▸ Directions for this task:
Collect every line of the items below that contains the word "handle", treating uppercase and lowercase as distinct.

A block of data:
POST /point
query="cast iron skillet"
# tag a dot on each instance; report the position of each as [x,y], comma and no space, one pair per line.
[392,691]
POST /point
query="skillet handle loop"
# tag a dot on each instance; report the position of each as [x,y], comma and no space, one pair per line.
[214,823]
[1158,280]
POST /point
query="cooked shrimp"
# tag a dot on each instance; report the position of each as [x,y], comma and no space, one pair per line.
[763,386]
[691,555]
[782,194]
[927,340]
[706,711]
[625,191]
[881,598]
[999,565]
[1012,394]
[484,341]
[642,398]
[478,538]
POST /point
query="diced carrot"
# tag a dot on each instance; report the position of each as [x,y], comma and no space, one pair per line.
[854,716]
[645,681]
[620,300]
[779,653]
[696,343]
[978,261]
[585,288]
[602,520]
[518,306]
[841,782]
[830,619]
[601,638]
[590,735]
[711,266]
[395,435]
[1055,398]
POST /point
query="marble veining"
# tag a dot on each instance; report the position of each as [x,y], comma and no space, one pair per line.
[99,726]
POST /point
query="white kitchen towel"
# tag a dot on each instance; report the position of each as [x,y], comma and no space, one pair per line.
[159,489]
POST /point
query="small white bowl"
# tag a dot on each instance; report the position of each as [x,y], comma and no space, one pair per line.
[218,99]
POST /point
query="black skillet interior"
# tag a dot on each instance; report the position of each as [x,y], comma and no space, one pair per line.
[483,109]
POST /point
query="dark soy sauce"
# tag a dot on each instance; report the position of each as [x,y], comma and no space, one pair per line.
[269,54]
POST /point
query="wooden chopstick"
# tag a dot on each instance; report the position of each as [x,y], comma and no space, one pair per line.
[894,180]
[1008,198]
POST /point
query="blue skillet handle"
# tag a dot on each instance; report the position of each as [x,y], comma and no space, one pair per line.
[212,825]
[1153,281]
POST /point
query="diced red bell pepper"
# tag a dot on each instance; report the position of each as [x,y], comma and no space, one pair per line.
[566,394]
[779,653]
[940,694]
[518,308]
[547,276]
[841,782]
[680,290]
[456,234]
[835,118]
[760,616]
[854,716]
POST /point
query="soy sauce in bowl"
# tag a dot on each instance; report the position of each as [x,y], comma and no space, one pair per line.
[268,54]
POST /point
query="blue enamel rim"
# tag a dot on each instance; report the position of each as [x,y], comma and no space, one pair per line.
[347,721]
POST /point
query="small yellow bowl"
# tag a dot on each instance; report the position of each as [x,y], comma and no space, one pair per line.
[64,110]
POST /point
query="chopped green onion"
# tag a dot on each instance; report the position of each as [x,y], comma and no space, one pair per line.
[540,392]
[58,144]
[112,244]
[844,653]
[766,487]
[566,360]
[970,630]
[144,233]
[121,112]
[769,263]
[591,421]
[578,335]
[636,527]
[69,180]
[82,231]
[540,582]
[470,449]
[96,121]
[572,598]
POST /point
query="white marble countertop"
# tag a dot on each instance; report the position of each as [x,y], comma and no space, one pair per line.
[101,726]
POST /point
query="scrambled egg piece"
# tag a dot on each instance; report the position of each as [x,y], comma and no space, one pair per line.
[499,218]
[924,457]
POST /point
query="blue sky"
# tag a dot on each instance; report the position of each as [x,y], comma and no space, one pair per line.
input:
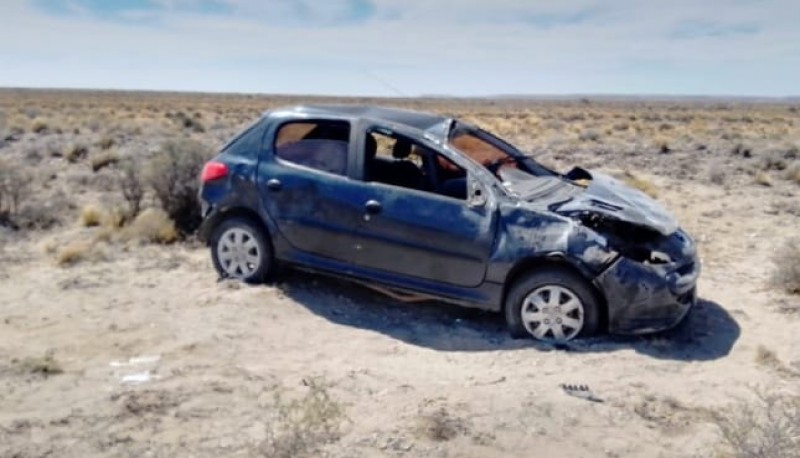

▸ Full output:
query="skillet handle loop"
query="blue skillet handle"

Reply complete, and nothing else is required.